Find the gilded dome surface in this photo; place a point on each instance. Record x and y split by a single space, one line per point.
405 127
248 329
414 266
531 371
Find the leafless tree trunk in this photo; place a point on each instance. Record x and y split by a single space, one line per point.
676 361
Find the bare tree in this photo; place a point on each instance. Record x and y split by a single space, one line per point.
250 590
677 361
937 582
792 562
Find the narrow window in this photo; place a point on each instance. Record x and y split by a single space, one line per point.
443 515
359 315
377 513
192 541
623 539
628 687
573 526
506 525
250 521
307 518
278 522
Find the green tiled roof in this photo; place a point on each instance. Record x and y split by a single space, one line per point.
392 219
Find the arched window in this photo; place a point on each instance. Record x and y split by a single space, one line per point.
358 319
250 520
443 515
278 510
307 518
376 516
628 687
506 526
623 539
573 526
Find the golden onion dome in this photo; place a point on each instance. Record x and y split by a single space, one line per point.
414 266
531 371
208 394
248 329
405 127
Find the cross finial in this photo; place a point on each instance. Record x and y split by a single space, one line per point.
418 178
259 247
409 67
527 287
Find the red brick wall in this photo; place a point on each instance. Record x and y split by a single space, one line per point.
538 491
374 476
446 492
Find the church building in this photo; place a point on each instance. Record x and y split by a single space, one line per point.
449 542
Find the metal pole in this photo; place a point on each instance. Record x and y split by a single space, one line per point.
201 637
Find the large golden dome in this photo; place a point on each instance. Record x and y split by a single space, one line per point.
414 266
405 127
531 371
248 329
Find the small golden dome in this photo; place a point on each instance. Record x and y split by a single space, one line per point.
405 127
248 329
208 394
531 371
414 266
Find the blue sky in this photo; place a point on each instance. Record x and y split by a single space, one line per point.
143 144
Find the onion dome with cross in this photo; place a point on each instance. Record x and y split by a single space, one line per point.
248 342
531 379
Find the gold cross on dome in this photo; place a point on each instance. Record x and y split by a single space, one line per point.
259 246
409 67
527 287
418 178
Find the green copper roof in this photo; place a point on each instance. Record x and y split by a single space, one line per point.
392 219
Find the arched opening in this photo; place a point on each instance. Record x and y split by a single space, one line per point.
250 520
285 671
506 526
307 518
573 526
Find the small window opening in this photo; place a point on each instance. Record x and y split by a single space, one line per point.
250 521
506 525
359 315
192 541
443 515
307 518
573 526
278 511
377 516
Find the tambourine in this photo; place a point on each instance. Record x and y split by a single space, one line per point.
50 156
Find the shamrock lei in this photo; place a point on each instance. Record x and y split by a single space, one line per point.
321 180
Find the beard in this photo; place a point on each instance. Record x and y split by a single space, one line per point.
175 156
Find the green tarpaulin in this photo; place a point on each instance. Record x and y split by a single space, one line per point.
◆ ◆ ◆ ◆
> Requirement: Write the entries out again verbatim, every one of them.

> Result for this task:
Find the gilded dome surface in this photo; place a point on each instance. Record x and y split by a single space, one line per point.
405 127
248 329
414 266
531 371
Find the leafless tree trunk in this photo; place a point on each instance. Record x and y split by a single space, one line per point.
676 361
Find the bare tree in this photo; place a point on each instance. Record x and y split by a single space, one line per point.
250 590
677 361
937 582
792 562
Find the narrow window in this photo; place a point on each instance. Record x and y split by a single space, one line per point.
443 515
359 315
377 513
192 541
623 539
628 687
573 526
506 525
250 521
307 518
278 522
Find the green tiled roof in this photo; place a point on each instance. Record x and y split by a single space, one line per point.
392 219
Find the arched window in this photo; place a point on each instance. Record x and y split by a single space, one line per point.
358 319
250 520
443 515
278 510
307 518
376 516
628 687
506 526
623 539
573 526
Find the golden onion dome in this photo; place a point on each instance. Record x and y split by a single space, one line per point.
414 266
531 371
208 394
248 329
405 127
Find the cross finial in this photo; place a point on each instance. Record x and y split by a single space, one line per point.
418 178
259 247
409 67
527 287
Find the red brick wall in this photo; place a point on each instance. Record x and y split by a single space, one line per point.
538 491
374 476
446 492
Find the church building in this photo; place a point on each instance. Record x and y split by a single space, one line per point.
449 542
Find the metal pole in this photo; place a point on each instance. Record x and y split by a single space, one line per point.
201 637
Find the large golden dome in this photo; place a point on each instance. Record x and y split by a single space, one line per point.
414 266
405 127
531 371
248 329
Find the small golden dome in this photo; place a point on each instance. Record x and y split by a single space, one line per point.
405 127
248 329
208 394
531 371
414 266
Find the blue sky in this photo; place a point on each instance. Record x and y split by a single space, one line per point.
143 144
Find the onion dome with cross in this photo; place a point on each instance. Record x and y split by a single space, one line per point.
248 342
531 379
Find the gold cross on dome in this photo; place a point on each instance. Record x and y split by a single space, one line per point.
259 246
409 67
527 287
418 178
Find the green copper roof in this photo; place a point on each instance. Record x and y split by a single space, one line per point.
392 219
Find the arched opening in this photo; place a point on each instance. Record x and y split by a single space, one line per point.
250 520
285 671
506 526
307 518
573 526
Find the small window opening in this photo; place a point on each instance. Record x and y split by a single space, one line per point.
250 521
506 525
359 315
192 541
443 515
307 518
573 526
278 511
377 516
Find the tambourine in this photo; place a point on each instance. Record x and y split by a single space, one line per point.
50 156
Find the shamrock lei in this photo; place a point on each instance. Record x and y split by a single space, one line per point.
321 180
Find the beard in this photo; place a point on each instance. Record x and y split by a single space, one line per point.
175 156
Find the green tarpaulin in this photo; place a point on each instance. Record x and y split by a single space, one line per point.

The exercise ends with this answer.